▶ SHORT PROBLEM
List each line in the items that contains the string "path". Case matters.

Data listing:
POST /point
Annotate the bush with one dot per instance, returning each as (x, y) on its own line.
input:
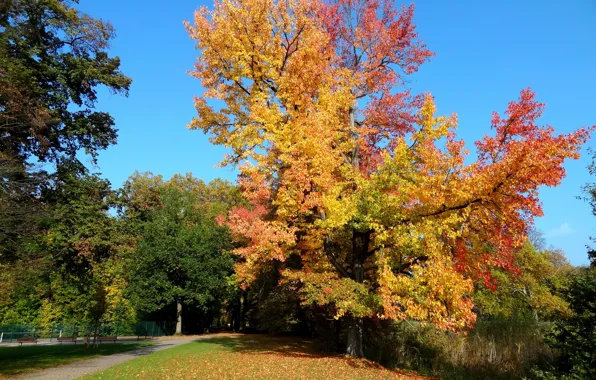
(504, 348)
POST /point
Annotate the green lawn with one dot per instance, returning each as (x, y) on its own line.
(14, 360)
(248, 357)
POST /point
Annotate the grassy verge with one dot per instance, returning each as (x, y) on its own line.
(248, 357)
(15, 360)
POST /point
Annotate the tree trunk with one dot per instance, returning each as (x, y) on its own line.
(178, 318)
(354, 346)
(360, 242)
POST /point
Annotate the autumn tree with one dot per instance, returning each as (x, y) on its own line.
(350, 172)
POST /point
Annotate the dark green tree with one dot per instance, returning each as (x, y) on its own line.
(182, 257)
(53, 59)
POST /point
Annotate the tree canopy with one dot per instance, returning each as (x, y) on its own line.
(347, 169)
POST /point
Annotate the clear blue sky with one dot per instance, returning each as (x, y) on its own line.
(487, 51)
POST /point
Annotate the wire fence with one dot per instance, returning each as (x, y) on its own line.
(60, 331)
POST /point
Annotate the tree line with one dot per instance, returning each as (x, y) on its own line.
(356, 218)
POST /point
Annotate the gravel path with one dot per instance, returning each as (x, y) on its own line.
(85, 367)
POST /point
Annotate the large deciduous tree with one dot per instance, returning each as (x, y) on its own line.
(348, 170)
(53, 58)
(182, 257)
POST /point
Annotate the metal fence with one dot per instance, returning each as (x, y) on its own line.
(143, 329)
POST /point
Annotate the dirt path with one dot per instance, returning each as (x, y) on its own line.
(85, 367)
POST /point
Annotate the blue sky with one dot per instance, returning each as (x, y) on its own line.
(487, 51)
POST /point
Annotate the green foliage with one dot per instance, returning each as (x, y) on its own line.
(182, 255)
(532, 291)
(53, 57)
(498, 349)
(576, 336)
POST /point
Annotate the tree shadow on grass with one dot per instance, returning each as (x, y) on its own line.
(292, 347)
(14, 360)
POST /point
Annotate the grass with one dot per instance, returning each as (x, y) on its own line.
(249, 357)
(21, 359)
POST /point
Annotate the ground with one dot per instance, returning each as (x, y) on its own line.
(17, 360)
(249, 357)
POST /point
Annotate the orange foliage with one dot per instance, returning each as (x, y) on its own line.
(353, 173)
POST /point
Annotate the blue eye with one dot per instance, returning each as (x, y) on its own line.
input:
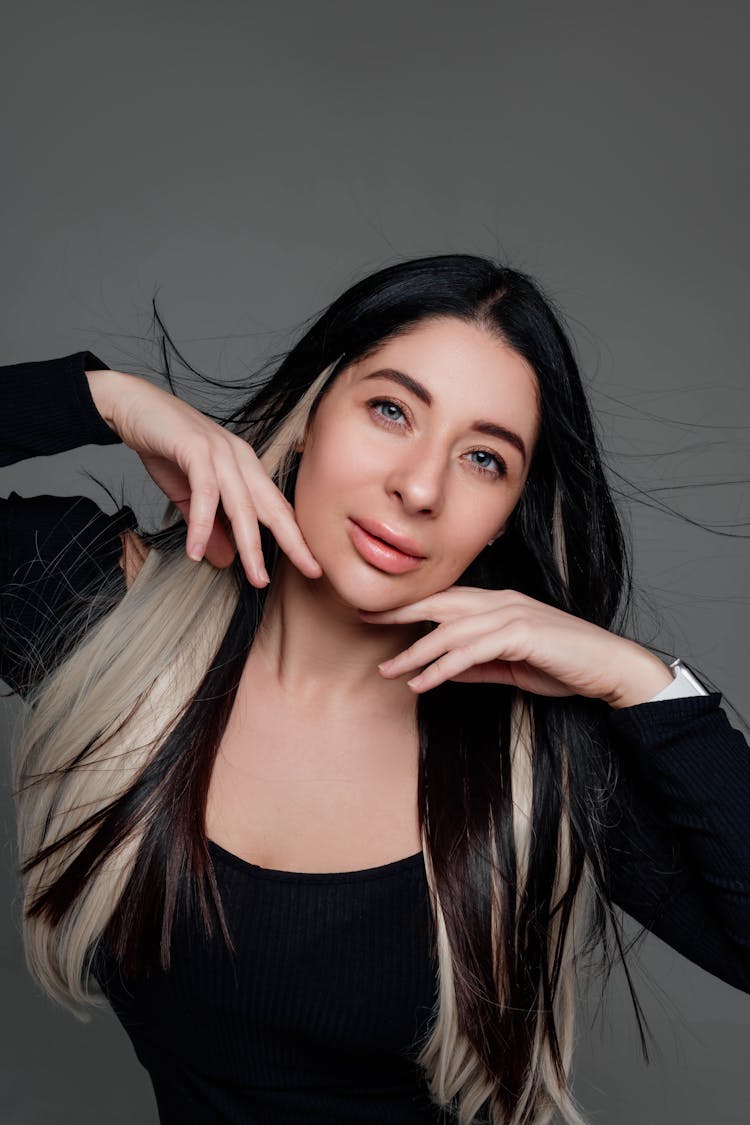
(390, 406)
(499, 469)
(389, 413)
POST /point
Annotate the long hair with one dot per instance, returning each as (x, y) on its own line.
(114, 763)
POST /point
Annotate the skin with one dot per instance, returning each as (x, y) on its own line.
(376, 450)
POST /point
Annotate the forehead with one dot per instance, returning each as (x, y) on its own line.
(462, 367)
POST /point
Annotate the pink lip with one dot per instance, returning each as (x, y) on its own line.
(382, 555)
(391, 538)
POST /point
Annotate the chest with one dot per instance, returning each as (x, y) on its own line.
(314, 790)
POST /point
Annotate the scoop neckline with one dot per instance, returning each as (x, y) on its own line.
(396, 866)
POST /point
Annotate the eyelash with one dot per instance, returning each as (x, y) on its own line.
(373, 403)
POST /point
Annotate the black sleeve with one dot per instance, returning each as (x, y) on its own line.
(54, 550)
(679, 846)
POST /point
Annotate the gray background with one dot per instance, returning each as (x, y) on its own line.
(252, 161)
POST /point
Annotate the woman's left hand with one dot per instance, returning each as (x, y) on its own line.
(503, 637)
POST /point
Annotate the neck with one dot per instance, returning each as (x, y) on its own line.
(310, 641)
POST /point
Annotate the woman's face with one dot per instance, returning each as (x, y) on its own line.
(425, 442)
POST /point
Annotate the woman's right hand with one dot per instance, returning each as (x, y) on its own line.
(197, 462)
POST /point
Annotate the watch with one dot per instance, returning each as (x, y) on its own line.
(685, 683)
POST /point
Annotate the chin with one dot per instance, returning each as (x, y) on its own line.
(378, 591)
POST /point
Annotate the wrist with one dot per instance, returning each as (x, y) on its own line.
(104, 387)
(640, 676)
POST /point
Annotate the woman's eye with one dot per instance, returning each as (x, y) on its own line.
(387, 410)
(487, 459)
(390, 414)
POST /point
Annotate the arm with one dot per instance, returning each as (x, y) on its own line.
(52, 548)
(47, 407)
(679, 845)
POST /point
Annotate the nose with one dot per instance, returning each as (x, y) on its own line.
(417, 479)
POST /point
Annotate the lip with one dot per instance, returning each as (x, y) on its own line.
(403, 543)
(385, 556)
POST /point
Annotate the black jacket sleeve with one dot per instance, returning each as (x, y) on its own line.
(678, 838)
(53, 549)
(679, 844)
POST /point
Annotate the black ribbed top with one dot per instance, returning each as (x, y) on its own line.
(314, 1018)
(317, 1014)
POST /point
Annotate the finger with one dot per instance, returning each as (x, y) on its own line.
(443, 668)
(201, 509)
(484, 649)
(445, 605)
(445, 637)
(243, 518)
(276, 512)
(278, 515)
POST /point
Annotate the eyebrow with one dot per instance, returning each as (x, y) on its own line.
(491, 429)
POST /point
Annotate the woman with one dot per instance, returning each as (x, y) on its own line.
(332, 842)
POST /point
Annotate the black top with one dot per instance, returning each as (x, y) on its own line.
(317, 1017)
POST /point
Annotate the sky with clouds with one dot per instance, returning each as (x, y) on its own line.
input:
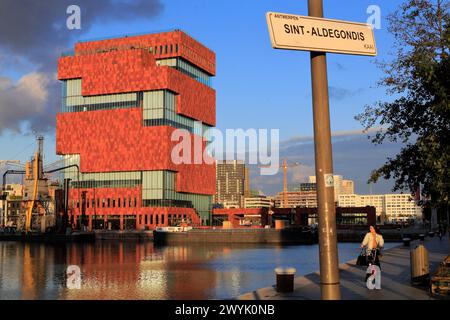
(257, 86)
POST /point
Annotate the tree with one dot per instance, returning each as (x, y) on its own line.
(418, 79)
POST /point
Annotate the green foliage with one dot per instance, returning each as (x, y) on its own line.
(419, 115)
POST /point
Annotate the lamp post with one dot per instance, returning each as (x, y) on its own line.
(328, 255)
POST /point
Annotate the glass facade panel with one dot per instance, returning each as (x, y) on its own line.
(187, 68)
(73, 101)
(159, 109)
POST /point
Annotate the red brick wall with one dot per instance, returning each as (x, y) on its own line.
(115, 140)
(188, 48)
(136, 70)
(114, 193)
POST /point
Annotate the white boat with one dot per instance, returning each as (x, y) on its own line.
(173, 229)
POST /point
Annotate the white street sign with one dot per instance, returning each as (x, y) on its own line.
(294, 32)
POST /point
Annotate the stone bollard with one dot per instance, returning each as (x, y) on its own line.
(420, 266)
(406, 242)
(285, 279)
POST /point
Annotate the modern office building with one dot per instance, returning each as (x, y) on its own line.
(347, 187)
(304, 199)
(232, 183)
(258, 202)
(302, 187)
(389, 207)
(341, 186)
(123, 103)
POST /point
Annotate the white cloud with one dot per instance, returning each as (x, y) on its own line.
(22, 100)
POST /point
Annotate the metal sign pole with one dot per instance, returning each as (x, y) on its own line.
(328, 253)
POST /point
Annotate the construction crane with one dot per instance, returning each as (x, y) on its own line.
(9, 162)
(284, 166)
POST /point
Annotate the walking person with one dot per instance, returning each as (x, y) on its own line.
(374, 242)
(441, 231)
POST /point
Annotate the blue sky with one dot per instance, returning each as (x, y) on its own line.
(257, 86)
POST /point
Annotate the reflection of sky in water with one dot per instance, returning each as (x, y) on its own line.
(255, 267)
(132, 270)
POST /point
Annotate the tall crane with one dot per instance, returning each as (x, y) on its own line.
(285, 165)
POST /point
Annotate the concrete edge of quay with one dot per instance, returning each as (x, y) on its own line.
(396, 282)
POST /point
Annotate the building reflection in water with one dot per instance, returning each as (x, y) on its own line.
(127, 270)
(131, 270)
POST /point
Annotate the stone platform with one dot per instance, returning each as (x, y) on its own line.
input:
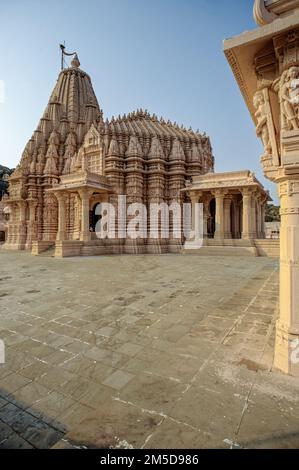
(142, 351)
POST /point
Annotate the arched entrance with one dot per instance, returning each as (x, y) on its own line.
(94, 218)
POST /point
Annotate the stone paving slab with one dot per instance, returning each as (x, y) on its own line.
(142, 351)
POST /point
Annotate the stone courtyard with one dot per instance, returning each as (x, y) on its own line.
(142, 352)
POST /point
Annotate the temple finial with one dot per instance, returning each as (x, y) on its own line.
(75, 62)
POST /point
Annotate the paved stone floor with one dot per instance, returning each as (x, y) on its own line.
(147, 351)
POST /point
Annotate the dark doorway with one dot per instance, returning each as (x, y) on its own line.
(94, 218)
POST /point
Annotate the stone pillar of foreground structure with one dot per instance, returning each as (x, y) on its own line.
(85, 233)
(61, 232)
(265, 63)
(227, 217)
(247, 231)
(219, 217)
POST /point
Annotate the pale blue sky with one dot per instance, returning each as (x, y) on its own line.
(163, 55)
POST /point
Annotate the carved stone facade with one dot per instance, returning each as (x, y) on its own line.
(75, 160)
(266, 66)
(233, 205)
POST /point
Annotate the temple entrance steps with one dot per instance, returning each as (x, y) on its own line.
(268, 247)
(49, 252)
(236, 247)
(41, 246)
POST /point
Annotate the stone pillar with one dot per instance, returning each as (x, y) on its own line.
(194, 200)
(219, 217)
(263, 216)
(271, 91)
(287, 332)
(22, 226)
(206, 215)
(61, 232)
(253, 216)
(227, 217)
(259, 218)
(85, 232)
(246, 232)
(32, 224)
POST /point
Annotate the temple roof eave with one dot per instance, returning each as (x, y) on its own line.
(82, 180)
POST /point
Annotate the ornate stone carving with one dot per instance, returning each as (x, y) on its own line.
(289, 99)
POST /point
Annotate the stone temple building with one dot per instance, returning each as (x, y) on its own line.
(76, 160)
(4, 175)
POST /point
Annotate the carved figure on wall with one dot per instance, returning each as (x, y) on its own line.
(289, 99)
(262, 129)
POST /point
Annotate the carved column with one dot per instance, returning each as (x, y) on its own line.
(32, 224)
(227, 217)
(246, 232)
(253, 216)
(22, 231)
(259, 217)
(85, 233)
(206, 215)
(263, 216)
(61, 232)
(219, 218)
(270, 85)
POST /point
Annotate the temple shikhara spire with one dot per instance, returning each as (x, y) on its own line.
(75, 159)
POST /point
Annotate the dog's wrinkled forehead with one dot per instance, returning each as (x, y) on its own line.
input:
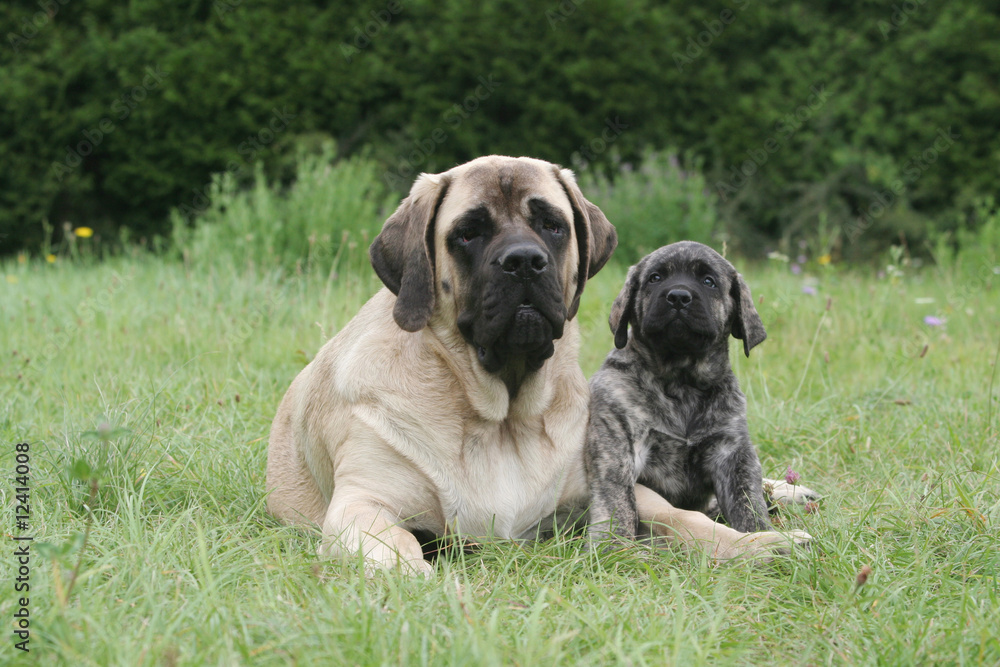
(503, 186)
(689, 259)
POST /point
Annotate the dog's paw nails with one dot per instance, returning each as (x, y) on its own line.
(783, 493)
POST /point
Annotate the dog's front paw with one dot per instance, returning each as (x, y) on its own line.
(764, 545)
(780, 491)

▶ WRITTEN SOLUTION
Annotate the gravel path with one dot per instance, returning each as (x, y) on its own line.
Annotate the dirt path with one dot per instance, returning each as (x, y) on its own line.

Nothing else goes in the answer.